Task prompt: From the entries below, list every line that contains the word "cliff".

Material:
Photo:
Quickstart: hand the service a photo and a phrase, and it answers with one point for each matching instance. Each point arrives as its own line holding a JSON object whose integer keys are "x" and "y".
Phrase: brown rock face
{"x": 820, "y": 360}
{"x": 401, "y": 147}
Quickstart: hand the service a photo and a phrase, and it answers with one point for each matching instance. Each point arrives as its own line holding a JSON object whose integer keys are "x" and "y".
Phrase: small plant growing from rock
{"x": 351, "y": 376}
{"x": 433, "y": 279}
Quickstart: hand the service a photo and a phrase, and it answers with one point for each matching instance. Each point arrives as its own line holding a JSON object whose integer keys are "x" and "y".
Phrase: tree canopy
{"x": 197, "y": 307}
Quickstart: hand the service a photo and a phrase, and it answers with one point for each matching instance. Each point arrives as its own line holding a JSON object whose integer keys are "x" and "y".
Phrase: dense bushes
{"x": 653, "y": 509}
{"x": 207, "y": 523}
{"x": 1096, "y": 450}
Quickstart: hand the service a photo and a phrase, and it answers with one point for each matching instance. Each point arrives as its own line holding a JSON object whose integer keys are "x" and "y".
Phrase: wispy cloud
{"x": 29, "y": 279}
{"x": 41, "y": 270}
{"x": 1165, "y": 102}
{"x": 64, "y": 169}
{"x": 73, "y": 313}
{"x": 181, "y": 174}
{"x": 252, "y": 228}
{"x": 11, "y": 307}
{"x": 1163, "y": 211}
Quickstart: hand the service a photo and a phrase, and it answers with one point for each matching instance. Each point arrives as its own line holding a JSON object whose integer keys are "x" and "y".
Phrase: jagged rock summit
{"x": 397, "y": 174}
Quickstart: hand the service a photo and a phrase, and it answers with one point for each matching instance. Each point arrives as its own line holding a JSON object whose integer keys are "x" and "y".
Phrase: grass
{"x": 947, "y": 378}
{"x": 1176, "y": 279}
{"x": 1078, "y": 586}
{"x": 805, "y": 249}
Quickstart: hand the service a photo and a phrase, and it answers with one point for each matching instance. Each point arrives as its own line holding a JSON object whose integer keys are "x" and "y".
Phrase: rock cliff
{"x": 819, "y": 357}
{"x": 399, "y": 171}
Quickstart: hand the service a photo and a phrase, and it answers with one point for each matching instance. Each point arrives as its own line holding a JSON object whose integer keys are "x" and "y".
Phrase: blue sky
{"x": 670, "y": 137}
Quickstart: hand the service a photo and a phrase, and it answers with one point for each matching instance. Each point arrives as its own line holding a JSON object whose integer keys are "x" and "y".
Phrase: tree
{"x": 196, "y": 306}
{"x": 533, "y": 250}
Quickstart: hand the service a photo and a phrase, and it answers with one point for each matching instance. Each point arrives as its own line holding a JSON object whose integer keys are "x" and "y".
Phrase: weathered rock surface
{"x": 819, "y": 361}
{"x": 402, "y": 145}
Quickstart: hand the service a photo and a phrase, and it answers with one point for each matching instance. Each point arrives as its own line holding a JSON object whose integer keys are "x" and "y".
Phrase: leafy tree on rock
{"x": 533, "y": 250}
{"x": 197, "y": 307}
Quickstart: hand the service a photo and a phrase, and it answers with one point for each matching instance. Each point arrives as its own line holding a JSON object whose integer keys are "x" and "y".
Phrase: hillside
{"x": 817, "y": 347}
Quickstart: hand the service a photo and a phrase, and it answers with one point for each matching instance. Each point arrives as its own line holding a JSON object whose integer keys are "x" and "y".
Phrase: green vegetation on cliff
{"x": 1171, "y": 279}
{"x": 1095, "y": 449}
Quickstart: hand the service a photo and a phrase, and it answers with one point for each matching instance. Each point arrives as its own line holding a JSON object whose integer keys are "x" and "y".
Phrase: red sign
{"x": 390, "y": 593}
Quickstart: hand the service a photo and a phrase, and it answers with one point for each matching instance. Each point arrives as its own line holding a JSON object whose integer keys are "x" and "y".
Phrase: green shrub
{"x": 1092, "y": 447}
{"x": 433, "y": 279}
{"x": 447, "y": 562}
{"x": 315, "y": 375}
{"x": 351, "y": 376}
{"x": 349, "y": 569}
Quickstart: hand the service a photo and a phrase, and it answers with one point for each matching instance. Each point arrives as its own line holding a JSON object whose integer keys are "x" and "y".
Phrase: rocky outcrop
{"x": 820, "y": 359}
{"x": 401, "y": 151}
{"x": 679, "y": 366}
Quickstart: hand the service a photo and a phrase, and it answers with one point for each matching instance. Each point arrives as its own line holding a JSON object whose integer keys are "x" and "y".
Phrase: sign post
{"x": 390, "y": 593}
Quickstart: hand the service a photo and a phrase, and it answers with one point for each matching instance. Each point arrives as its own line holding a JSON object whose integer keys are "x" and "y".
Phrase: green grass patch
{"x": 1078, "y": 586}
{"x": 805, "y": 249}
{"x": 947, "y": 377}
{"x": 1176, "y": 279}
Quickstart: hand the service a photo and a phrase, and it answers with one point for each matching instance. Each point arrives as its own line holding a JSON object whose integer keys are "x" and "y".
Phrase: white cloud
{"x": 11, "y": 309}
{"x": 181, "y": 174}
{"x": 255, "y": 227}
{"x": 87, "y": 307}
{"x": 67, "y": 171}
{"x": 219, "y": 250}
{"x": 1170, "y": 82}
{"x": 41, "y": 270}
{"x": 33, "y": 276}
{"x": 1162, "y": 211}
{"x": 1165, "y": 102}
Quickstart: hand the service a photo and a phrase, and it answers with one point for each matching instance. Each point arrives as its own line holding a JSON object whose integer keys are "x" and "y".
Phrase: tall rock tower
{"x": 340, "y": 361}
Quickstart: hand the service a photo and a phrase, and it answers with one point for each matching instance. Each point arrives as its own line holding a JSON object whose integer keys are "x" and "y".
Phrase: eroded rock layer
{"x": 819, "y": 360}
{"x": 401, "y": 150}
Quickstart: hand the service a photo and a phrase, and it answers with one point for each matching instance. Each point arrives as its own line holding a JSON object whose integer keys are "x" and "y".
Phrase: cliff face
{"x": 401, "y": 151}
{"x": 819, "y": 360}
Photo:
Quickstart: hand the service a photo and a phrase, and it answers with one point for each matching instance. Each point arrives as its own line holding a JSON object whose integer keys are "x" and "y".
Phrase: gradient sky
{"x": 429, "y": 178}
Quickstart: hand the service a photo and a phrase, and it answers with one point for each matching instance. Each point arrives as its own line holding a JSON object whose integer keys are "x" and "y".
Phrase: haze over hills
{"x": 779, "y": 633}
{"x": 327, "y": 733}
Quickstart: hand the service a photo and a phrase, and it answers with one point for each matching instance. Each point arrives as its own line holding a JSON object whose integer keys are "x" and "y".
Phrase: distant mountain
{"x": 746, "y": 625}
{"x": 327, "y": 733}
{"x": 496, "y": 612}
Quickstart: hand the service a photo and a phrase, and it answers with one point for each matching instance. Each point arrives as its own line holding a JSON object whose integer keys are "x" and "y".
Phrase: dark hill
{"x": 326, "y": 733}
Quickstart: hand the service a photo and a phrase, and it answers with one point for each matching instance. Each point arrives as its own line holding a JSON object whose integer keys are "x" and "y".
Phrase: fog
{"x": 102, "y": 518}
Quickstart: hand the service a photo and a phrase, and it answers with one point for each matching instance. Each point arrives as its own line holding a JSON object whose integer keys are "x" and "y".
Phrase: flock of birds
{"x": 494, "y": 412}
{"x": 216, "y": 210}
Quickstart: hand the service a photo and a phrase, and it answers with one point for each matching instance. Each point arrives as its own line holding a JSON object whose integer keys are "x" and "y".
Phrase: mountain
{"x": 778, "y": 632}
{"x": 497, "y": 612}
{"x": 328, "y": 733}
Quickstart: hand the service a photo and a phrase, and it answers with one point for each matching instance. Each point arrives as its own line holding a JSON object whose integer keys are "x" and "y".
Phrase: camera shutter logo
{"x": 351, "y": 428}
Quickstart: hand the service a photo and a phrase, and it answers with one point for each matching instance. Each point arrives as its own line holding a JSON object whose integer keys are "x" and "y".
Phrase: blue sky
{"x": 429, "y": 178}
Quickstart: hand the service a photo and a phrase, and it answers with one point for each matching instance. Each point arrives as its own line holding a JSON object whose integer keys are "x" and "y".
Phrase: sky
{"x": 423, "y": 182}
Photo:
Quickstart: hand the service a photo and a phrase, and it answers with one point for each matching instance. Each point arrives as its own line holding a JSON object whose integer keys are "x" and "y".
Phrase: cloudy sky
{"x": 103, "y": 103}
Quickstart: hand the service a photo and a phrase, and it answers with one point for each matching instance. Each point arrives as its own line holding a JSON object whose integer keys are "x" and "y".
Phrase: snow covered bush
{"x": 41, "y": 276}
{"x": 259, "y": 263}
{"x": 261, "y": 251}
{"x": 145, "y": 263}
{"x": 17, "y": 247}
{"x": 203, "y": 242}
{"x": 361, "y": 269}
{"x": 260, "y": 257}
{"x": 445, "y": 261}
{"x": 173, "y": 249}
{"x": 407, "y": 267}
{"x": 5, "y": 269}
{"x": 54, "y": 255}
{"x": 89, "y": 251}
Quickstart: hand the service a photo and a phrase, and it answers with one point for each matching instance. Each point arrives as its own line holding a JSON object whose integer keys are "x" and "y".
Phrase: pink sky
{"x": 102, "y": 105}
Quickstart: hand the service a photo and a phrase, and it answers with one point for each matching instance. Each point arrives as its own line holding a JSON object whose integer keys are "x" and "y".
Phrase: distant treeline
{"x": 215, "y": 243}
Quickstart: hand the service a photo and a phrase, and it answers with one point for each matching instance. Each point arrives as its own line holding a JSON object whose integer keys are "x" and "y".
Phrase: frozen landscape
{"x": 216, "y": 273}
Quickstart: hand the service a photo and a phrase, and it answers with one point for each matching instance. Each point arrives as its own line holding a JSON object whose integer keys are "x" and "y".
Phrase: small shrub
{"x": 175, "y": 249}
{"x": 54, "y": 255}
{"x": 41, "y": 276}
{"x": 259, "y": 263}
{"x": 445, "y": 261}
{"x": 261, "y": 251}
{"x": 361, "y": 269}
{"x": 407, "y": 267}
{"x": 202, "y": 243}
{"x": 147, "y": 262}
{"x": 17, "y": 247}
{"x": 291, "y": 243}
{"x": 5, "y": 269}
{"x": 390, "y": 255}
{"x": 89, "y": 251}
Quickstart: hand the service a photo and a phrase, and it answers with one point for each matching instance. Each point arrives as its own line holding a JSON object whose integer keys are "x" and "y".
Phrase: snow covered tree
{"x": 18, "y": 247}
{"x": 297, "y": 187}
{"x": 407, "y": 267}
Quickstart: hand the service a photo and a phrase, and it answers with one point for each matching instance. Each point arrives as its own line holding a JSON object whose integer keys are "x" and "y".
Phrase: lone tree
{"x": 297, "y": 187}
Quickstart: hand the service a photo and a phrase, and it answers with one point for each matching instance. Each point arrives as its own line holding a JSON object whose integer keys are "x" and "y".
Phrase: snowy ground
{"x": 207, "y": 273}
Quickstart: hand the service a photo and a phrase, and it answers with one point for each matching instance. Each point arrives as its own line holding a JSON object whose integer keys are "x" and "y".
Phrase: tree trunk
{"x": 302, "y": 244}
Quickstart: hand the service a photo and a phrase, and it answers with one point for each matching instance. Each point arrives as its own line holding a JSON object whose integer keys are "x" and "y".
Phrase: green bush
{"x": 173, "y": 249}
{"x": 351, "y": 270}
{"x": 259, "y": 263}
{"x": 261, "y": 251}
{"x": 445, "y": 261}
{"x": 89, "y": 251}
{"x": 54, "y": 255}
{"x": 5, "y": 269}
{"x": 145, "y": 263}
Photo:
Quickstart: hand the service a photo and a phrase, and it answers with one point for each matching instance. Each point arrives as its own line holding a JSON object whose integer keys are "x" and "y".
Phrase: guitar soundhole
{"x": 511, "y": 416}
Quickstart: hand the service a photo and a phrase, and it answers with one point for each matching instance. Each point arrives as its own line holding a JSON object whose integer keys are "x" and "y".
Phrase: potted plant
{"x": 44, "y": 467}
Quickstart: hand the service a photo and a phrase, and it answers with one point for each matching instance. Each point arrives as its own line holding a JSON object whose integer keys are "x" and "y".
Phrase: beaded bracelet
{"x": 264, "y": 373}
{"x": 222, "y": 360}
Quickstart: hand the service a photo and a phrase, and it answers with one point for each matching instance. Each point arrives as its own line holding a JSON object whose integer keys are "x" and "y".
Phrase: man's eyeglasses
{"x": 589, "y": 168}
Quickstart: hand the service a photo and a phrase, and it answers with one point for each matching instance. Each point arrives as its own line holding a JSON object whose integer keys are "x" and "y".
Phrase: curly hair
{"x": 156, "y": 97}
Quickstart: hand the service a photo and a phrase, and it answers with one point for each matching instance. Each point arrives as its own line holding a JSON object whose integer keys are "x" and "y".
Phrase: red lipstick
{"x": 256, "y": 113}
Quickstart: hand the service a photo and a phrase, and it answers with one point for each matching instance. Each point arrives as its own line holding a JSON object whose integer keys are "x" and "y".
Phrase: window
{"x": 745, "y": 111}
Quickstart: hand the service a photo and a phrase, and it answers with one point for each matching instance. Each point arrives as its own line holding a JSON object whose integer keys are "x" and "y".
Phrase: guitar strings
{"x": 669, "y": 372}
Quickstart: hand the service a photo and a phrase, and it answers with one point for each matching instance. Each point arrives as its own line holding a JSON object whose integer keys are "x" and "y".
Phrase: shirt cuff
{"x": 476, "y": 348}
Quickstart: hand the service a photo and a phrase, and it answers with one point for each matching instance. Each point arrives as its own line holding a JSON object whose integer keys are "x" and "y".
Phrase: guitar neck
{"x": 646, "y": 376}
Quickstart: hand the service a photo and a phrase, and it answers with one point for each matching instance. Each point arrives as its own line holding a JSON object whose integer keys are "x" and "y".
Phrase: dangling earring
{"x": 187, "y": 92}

Solved problem:
Phrase: rock cliff
Phrase: green vegetation on cliff
Phrase: cliff face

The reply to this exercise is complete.